» Extract to read
AIME 2012 II · 第 15 题

Solution 1

Use the angle bisector theorem to find $CD=\tfrac{21}{8}$, $BD=\tfrac{35}{8}$, and use Stewart's Theorem to find $AD=\tfrac{15}{8}$. Use Power of Point $D$ to find $DE=\tfrac{49}{8}$, and so $AE=8$. Use law of cosines to find $\angle CAD = \tfrac{\pi} {3}$, hence $\angle BAD = \tfrac{\pi}{3}$ as well, and $\triangle BCE$ is equilateral, so $BC=CE=BE=7$.

» Stored rows

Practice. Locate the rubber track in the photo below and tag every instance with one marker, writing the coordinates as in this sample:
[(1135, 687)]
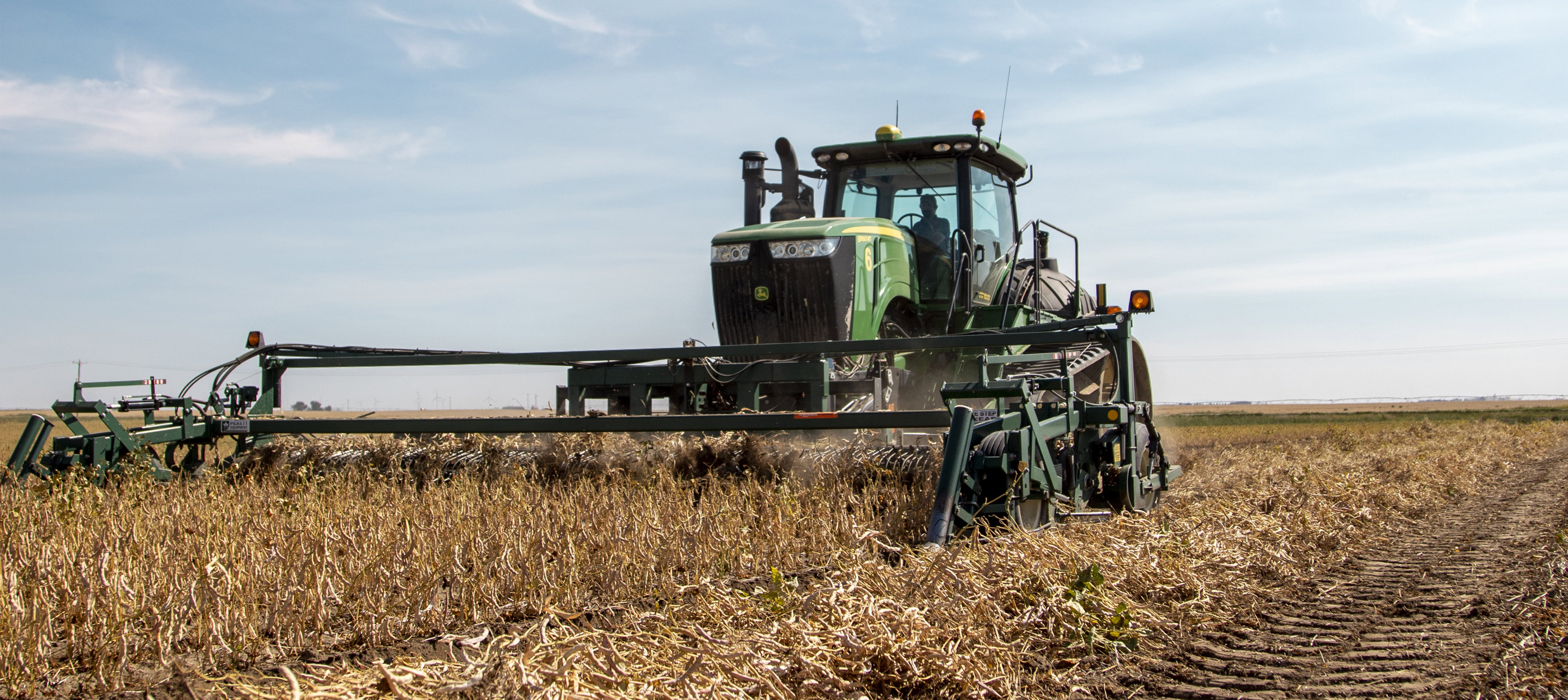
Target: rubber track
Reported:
[(1412, 619)]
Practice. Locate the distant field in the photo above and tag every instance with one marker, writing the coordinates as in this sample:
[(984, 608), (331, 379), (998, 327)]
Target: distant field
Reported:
[(1292, 418), (1359, 413)]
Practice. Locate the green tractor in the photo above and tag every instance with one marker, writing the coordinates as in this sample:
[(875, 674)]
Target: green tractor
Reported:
[(916, 237)]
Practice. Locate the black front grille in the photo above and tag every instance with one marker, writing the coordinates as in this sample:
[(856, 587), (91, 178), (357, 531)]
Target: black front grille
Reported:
[(806, 298)]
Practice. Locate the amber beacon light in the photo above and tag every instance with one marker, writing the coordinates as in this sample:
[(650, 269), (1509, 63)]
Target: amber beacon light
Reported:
[(1142, 300)]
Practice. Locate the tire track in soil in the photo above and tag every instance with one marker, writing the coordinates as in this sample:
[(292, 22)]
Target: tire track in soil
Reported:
[(1410, 619)]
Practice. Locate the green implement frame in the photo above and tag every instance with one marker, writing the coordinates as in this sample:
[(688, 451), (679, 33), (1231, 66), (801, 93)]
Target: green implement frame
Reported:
[(1035, 456)]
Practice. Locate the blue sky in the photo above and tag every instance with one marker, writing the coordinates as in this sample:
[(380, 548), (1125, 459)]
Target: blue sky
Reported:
[(538, 175)]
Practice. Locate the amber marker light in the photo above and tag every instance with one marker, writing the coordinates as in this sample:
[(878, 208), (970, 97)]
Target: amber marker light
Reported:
[(1142, 300)]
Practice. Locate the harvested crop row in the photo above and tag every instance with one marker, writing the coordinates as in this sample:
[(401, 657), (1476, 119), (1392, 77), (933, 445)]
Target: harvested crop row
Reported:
[(725, 567)]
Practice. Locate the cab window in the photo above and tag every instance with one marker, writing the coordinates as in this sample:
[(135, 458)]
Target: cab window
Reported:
[(993, 231), (922, 198)]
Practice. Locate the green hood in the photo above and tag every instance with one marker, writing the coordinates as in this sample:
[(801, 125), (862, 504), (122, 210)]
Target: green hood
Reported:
[(814, 228)]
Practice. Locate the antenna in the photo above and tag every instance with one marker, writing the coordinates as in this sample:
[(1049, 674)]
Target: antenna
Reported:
[(1006, 88)]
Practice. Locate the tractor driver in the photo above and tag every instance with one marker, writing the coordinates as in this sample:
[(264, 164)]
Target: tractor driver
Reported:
[(932, 239)]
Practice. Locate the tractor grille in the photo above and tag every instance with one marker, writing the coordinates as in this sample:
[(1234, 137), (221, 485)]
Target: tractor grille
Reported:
[(808, 298)]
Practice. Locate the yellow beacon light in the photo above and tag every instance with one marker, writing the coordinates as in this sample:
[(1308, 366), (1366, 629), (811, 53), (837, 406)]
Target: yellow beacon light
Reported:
[(1142, 300)]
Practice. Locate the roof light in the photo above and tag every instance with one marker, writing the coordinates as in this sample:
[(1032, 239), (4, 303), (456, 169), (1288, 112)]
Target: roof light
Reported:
[(1142, 300)]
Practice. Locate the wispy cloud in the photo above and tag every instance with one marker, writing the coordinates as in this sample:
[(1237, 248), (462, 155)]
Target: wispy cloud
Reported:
[(1103, 62), (579, 22), (1368, 269), (474, 26), (874, 16), (151, 112), (959, 55), (589, 34), (430, 51)]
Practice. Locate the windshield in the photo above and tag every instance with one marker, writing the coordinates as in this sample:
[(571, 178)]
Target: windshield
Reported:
[(922, 198)]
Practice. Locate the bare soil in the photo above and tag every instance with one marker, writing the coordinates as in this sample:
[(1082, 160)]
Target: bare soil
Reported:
[(1418, 617)]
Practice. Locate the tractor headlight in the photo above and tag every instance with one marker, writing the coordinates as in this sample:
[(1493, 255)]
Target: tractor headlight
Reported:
[(804, 249), (731, 253)]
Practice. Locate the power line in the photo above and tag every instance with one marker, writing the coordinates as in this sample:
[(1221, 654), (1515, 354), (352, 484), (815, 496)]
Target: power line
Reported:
[(1366, 354)]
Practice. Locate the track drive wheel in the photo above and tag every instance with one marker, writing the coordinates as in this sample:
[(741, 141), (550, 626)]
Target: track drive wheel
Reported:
[(1028, 514), (1134, 498)]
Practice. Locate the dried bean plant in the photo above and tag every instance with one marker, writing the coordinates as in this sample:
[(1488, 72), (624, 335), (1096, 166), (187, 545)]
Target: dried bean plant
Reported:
[(676, 567)]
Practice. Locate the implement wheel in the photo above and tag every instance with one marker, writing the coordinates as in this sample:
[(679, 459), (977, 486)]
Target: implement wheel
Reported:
[(1028, 514), (1132, 495)]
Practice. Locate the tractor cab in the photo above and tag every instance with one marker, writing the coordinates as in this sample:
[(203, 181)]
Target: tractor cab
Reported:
[(913, 235), (954, 195)]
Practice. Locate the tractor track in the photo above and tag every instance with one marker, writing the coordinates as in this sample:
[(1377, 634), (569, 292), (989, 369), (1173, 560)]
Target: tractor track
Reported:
[(1418, 617)]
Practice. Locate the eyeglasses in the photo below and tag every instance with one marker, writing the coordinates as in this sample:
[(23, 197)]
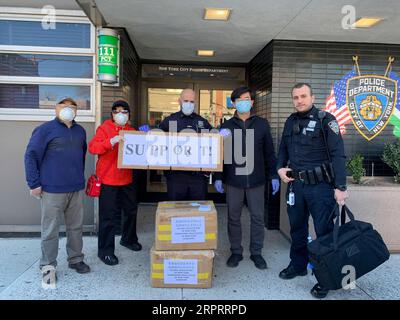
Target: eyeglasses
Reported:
[(121, 111)]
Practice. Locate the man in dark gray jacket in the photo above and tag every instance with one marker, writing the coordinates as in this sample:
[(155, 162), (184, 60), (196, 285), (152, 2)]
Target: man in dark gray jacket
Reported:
[(244, 173)]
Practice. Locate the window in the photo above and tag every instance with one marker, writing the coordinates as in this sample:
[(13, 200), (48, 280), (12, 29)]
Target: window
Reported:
[(38, 66), (44, 65), (31, 33)]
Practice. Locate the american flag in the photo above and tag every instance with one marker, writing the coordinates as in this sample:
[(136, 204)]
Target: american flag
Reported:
[(336, 102)]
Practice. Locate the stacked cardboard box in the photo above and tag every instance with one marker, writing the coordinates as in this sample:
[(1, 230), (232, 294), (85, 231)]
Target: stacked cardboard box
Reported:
[(186, 235)]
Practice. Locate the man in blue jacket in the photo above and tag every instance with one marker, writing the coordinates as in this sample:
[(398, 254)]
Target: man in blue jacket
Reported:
[(54, 167), (245, 174)]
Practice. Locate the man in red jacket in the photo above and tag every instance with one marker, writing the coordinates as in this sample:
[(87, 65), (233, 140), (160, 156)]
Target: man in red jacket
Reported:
[(116, 185)]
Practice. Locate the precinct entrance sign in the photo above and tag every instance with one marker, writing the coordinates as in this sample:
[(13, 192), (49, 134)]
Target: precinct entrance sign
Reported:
[(170, 150)]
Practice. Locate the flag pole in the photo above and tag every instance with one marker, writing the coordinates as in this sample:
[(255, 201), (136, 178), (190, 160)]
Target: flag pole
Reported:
[(390, 60), (355, 59)]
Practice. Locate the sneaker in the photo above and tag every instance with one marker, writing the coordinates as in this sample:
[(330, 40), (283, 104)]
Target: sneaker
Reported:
[(49, 277), (319, 292), (80, 267), (290, 272), (234, 260), (110, 260), (259, 261), (134, 246)]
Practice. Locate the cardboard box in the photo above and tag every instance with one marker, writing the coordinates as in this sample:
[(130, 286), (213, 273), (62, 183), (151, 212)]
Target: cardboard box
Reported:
[(182, 269), (186, 225)]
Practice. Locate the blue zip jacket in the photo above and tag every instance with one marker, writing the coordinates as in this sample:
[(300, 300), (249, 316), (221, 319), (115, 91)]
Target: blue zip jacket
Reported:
[(55, 157)]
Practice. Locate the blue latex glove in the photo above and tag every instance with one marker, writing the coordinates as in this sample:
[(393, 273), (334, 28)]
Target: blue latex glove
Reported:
[(225, 132), (218, 186), (144, 128), (275, 186)]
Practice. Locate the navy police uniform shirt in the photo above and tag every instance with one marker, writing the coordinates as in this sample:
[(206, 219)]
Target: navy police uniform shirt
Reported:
[(180, 121), (303, 146)]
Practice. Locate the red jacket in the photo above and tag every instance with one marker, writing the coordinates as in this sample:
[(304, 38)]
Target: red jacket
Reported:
[(106, 167)]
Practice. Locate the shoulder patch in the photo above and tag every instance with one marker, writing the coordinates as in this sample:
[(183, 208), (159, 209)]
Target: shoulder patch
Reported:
[(334, 126)]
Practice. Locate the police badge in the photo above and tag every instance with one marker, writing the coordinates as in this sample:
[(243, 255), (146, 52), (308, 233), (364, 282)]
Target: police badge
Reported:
[(371, 100), (334, 125)]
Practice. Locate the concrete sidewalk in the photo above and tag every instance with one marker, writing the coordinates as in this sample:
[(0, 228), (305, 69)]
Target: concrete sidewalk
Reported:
[(20, 277)]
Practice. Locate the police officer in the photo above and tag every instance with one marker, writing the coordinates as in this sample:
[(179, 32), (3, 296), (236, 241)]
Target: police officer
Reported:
[(313, 148), (185, 185)]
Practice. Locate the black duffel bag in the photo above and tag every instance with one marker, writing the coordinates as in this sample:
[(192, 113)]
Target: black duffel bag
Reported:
[(354, 243)]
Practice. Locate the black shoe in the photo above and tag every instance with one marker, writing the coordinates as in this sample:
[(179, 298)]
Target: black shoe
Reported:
[(111, 260), (290, 272), (234, 260), (134, 246), (319, 292), (80, 267), (259, 261)]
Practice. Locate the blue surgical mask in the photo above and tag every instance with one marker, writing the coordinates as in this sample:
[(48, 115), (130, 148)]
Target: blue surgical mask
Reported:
[(243, 106), (121, 119), (187, 108), (67, 114)]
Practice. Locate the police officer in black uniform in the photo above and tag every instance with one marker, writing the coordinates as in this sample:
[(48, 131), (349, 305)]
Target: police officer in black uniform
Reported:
[(312, 148), (185, 185)]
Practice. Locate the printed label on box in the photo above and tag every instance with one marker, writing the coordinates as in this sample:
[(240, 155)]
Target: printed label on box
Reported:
[(188, 230), (180, 271)]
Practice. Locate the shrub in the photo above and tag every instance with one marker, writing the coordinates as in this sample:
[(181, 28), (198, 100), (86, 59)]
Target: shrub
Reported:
[(354, 165), (391, 156)]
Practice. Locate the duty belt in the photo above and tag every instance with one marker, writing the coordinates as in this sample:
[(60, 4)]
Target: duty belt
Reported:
[(317, 175)]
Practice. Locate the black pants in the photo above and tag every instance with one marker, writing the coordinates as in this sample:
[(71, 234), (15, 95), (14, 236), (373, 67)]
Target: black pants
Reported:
[(186, 186), (317, 200), (108, 207), (255, 203)]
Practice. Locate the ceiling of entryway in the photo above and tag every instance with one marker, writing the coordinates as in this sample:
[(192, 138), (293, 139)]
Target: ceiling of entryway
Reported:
[(174, 29)]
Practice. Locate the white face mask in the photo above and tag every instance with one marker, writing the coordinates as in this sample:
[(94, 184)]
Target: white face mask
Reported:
[(121, 119), (67, 114), (187, 108)]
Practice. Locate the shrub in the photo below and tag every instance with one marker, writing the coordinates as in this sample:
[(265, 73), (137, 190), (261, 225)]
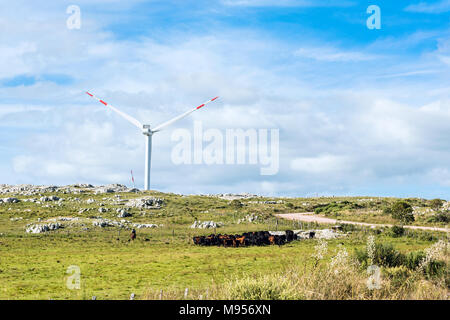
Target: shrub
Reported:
[(385, 255), (335, 207), (397, 231), (236, 204), (440, 217), (436, 204), (397, 275), (402, 211)]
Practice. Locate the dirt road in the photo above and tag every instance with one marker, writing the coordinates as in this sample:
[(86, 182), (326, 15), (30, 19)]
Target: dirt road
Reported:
[(311, 217)]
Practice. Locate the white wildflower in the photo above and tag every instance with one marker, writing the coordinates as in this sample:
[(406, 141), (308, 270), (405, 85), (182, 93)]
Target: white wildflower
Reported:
[(432, 253), (340, 261), (320, 249), (371, 248)]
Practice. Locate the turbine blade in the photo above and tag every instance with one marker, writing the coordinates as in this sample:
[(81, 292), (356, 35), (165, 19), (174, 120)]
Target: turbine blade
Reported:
[(124, 115), (181, 116)]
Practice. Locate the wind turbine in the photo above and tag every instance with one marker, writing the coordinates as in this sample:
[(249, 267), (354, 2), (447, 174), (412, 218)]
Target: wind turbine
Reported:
[(148, 133)]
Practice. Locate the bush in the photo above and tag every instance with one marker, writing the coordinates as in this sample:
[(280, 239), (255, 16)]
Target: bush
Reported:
[(385, 255), (397, 275), (440, 217), (388, 257), (289, 205), (436, 204), (335, 207), (402, 211), (397, 231), (236, 204)]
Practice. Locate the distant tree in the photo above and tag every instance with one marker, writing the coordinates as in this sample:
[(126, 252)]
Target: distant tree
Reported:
[(436, 204), (402, 211)]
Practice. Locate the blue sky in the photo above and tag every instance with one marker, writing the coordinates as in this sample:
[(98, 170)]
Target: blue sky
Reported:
[(360, 112)]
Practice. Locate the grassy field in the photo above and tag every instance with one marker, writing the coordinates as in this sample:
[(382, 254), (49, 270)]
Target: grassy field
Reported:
[(33, 266)]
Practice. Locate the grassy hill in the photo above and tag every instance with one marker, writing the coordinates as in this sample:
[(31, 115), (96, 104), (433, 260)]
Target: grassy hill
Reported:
[(34, 266)]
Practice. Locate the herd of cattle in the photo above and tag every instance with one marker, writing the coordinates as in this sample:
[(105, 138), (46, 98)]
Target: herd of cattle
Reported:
[(258, 238)]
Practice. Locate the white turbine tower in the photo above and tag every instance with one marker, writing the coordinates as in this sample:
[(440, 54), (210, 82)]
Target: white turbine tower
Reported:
[(149, 132)]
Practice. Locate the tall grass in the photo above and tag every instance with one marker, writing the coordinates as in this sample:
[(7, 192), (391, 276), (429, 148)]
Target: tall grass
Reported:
[(339, 277)]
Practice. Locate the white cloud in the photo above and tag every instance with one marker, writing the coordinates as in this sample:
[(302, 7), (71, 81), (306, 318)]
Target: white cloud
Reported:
[(287, 3), (330, 54), (436, 7), (332, 120), (321, 164)]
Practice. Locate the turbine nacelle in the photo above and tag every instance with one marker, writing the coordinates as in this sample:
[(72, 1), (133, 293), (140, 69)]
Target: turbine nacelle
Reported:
[(147, 131)]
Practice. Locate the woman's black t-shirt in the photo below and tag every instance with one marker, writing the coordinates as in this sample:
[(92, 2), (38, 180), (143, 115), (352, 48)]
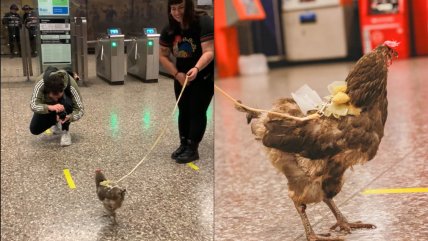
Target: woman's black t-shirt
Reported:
[(185, 44)]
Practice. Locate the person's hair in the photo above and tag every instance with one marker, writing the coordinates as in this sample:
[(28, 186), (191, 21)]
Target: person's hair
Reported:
[(54, 83), (189, 13), (14, 7)]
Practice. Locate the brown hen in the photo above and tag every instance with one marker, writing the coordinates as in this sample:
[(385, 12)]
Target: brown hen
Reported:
[(109, 193), (314, 154)]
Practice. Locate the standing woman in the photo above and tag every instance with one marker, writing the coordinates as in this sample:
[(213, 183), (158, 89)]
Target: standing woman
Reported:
[(190, 38)]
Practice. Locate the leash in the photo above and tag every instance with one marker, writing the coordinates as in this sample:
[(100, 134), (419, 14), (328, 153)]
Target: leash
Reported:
[(160, 135), (309, 117)]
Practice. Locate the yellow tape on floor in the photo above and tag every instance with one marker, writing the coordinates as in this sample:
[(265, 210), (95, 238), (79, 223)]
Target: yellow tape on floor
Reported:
[(69, 179), (396, 190), (193, 166)]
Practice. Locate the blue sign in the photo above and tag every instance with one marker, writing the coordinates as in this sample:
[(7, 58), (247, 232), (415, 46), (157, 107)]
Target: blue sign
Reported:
[(150, 30), (60, 10)]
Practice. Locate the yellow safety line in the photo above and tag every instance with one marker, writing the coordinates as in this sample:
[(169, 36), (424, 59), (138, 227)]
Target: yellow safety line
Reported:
[(396, 190), (69, 179), (193, 166)]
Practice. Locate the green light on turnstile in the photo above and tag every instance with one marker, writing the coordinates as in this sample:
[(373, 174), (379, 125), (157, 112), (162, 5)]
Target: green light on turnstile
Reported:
[(114, 124)]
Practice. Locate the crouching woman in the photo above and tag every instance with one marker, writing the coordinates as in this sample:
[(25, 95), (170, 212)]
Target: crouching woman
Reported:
[(56, 102)]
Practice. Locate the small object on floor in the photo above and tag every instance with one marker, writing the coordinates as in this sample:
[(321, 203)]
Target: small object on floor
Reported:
[(193, 166), (109, 193), (65, 138), (48, 132), (69, 179)]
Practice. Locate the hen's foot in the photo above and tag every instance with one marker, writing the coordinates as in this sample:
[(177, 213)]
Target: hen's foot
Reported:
[(324, 237), (345, 226)]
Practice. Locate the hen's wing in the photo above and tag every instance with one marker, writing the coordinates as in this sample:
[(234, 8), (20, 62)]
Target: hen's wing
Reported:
[(322, 137)]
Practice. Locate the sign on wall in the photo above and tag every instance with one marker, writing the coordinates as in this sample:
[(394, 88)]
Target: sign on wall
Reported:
[(54, 7)]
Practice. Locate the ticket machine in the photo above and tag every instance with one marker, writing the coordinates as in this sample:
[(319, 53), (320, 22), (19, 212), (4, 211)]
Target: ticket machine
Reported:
[(385, 20), (54, 39), (143, 56), (110, 53)]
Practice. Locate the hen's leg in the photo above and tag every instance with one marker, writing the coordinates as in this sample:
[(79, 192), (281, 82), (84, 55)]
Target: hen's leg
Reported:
[(310, 235), (342, 223)]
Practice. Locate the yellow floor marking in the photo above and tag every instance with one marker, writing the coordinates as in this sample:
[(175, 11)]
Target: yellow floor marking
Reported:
[(69, 179), (193, 166), (395, 190)]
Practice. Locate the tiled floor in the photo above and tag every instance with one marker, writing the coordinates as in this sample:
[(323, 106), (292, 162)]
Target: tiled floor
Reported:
[(164, 201), (251, 201)]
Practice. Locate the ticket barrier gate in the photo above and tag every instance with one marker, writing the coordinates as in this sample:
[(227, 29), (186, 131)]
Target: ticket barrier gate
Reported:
[(143, 56), (79, 37), (110, 54)]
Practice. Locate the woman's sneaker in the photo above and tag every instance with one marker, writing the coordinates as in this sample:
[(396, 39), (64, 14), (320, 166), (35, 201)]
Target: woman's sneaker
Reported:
[(65, 138)]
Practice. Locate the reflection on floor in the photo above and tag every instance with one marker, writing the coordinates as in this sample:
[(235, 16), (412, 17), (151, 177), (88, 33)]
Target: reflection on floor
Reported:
[(164, 200), (251, 201)]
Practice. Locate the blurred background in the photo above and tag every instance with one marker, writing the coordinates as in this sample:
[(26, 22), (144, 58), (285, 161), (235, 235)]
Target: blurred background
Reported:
[(286, 32)]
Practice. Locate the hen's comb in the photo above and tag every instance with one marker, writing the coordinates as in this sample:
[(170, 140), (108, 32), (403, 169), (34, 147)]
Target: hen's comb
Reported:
[(391, 44)]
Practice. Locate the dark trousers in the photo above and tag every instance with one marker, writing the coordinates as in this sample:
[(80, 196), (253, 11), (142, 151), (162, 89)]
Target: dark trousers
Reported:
[(14, 38), (42, 122), (193, 105)]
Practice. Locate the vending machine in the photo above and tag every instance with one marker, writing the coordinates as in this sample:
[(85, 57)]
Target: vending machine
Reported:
[(54, 40), (385, 20), (314, 29)]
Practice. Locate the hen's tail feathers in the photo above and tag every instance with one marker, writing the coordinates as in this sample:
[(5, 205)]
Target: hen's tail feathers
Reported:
[(250, 113)]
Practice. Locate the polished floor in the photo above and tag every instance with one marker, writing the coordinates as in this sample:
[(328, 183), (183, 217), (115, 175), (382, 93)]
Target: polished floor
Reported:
[(164, 200), (251, 201)]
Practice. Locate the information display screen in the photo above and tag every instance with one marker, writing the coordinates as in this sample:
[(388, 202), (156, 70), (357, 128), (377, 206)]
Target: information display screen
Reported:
[(54, 7), (149, 30), (113, 31)]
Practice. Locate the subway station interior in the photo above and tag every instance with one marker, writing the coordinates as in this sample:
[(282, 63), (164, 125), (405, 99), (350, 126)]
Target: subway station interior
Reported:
[(348, 147)]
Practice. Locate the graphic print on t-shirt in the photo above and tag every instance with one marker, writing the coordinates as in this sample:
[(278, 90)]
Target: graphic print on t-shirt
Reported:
[(183, 47)]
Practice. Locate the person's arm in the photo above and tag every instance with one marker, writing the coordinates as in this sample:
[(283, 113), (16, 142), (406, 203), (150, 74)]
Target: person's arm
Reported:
[(78, 108), (166, 62), (164, 59), (207, 45), (207, 55), (36, 104)]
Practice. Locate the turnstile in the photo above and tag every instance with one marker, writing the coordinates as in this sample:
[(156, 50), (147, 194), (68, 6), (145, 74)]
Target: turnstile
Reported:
[(143, 56), (110, 52)]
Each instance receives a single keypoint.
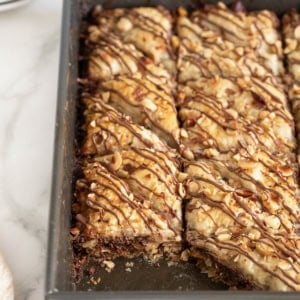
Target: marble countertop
(29, 54)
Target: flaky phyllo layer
(187, 120)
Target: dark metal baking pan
(144, 281)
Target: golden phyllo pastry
(129, 203)
(238, 236)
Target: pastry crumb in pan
(189, 142)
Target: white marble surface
(29, 44)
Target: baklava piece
(109, 57)
(107, 130)
(149, 29)
(230, 35)
(147, 103)
(130, 207)
(238, 236)
(229, 114)
(291, 35)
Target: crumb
(129, 264)
(94, 280)
(109, 265)
(91, 270)
(185, 255)
(172, 263)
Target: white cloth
(6, 282)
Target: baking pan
(145, 281)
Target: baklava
(189, 143)
(291, 34)
(129, 204)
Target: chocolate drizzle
(241, 202)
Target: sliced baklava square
(130, 203)
(107, 130)
(238, 236)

» Instructions to follow
Set down the AIME 2012 II solution above in full, word for word.

» Completed task
AIME 2012 II · 第 15 题

Solution 1

Use the angle bisector theorem to find $CD=\tfrac{21}{8}$, $BD=\tfrac{35}{8}$, and use Stewart's Theorem to find $AD=\tfrac{15}{8}$. Use Power of Point $D$ to find $DE=\tfrac{49}{8}$, and so $AE=8$. Use law of cosines to find $\angle CAD = \tfrac{\pi} {3}$, hence $\angle BAD = \tfrac{\pi}{3}$ as well, and $\triangle BCE$ is equilateral, so $BC=CE=BE=7$.